EXCERPTED RECORDS:
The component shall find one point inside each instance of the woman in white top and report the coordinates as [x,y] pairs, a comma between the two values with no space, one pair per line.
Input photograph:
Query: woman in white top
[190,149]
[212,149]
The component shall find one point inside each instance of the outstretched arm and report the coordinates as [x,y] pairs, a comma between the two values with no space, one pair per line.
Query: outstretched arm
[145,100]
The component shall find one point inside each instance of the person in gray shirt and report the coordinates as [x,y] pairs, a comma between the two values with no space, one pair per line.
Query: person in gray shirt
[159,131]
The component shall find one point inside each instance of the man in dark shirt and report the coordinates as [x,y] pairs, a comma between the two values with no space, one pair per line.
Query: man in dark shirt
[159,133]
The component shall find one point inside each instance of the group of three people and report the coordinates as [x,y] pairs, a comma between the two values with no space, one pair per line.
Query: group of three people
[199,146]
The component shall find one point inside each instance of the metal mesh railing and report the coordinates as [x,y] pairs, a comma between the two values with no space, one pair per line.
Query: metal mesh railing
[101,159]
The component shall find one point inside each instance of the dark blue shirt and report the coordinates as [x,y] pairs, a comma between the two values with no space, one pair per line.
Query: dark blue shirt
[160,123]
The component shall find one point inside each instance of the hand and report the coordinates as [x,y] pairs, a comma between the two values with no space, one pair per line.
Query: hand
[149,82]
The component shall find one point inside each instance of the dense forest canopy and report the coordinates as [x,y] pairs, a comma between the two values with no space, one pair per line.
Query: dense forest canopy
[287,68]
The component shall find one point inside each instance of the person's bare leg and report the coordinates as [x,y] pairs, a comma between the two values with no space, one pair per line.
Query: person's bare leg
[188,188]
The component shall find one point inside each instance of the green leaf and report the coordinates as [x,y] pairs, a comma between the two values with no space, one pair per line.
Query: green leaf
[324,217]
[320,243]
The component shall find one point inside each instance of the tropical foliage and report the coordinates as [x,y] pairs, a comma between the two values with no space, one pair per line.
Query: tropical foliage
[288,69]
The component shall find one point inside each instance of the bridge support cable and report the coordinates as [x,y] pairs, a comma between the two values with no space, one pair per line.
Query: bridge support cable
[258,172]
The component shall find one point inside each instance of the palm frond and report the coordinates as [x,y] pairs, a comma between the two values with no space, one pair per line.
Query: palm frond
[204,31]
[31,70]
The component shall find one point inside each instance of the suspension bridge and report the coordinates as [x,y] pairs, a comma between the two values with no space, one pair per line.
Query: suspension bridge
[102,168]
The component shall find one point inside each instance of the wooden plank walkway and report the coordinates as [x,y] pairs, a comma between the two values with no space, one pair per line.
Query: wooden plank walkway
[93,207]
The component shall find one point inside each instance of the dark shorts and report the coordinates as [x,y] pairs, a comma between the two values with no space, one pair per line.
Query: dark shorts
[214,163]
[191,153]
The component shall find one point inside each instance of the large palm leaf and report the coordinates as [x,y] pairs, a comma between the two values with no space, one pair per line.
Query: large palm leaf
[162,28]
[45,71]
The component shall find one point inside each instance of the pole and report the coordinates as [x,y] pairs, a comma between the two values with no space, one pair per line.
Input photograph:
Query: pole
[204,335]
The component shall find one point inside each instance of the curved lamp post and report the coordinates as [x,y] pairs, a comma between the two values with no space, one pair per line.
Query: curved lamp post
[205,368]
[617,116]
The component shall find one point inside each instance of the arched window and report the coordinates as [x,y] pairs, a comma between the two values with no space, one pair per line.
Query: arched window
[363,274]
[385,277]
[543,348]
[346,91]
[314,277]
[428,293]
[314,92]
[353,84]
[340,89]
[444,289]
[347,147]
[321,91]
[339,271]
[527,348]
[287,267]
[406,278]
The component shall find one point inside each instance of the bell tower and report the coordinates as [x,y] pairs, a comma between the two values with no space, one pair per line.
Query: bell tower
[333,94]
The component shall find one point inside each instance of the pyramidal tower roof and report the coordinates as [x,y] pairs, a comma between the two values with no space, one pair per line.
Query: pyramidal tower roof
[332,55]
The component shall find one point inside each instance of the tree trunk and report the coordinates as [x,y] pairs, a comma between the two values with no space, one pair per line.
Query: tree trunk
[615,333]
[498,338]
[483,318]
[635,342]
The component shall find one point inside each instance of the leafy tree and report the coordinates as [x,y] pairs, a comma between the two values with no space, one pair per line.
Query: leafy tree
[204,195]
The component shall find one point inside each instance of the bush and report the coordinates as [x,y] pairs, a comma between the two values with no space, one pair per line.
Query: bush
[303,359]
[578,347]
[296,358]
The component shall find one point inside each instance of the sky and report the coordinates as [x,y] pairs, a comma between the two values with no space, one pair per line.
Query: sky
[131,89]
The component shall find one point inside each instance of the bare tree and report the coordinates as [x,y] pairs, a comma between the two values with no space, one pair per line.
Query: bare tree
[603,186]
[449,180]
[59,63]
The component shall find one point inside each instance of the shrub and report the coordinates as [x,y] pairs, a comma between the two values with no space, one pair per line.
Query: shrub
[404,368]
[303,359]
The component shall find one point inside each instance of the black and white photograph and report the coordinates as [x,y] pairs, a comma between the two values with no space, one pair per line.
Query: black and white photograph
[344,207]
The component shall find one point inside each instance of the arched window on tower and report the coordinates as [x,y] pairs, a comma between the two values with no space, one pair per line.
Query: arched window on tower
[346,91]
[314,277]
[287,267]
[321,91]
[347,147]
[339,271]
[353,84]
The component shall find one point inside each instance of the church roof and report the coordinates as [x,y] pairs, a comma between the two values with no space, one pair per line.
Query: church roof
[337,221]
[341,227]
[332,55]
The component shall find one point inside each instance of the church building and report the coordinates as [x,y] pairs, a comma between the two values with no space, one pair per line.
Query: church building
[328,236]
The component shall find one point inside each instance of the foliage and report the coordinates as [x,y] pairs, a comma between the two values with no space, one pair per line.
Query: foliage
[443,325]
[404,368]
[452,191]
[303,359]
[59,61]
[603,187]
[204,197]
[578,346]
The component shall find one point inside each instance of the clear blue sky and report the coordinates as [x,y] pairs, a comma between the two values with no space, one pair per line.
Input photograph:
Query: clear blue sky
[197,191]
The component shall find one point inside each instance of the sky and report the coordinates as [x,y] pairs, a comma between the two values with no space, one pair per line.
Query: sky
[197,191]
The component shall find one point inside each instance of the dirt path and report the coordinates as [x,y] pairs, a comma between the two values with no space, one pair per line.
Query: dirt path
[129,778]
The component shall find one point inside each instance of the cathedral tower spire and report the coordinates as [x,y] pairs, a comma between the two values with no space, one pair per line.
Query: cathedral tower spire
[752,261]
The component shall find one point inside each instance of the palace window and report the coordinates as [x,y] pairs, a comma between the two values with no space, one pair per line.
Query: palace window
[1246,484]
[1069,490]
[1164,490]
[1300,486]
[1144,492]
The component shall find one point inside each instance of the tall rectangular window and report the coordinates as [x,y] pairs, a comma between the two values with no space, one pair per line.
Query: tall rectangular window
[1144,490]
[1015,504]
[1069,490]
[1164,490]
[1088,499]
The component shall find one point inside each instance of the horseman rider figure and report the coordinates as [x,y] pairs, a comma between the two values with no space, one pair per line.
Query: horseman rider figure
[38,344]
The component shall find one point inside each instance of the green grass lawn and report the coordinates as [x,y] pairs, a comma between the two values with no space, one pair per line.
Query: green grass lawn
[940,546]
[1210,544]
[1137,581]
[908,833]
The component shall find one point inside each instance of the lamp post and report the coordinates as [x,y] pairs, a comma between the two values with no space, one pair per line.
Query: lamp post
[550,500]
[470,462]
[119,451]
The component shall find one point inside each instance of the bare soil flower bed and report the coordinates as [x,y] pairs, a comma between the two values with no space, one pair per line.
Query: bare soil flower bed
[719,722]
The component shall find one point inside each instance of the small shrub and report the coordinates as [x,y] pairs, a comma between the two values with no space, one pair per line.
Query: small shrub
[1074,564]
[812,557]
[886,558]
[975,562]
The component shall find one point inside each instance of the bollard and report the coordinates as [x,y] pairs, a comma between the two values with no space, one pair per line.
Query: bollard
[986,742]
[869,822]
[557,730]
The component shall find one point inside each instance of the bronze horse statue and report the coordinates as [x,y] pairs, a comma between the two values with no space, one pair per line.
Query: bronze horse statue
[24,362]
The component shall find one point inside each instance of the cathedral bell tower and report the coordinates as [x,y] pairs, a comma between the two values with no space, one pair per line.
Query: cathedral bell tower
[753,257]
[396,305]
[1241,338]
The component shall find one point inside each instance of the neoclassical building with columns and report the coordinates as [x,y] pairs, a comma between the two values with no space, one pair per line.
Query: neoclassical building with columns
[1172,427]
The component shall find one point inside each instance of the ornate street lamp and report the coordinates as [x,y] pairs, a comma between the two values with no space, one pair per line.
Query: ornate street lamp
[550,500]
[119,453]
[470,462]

WHAT YOU SHOULD DO: Exactly reproduce the lines that run from the line with "of the bollard" through the last line of the records, inclusive.

EXERCISE OUTPUT:
The component shall find one point inside each instance of the bollard and report the coordinates as [x,y] pairs, a comma between the two values with no space, one pair per line.
Query: bollard
[986,742]
[869,822]
[557,730]
The component shall find one point inside each instance of the bronze horse statue and report the coordinates as [x,y] pairs, a comma between the two values with no space, one pair per line.
Query: bronze horse statue
[24,362]
The component shall find one point inside each instance of the cathedral bell tower and report the coordinates as [x,y] pairs, a comma between the two values with no space, one pair per line.
Query: cathedral bell tower
[753,257]
[396,305]
[1241,338]
The component shall find one point inside each instance of the neoclassical building with columns and report the coordinates as [x,y] pairs, a comma between the two values with no space, one pair per line.
Query: neoclassical building with columns
[1172,427]
The component shall find one point inside each instance of the ornate street lamp and report the coordinates as [x,y] pairs, a comma between the two values with no space, one pair per line.
Query: ornate street lamp
[550,500]
[119,453]
[470,462]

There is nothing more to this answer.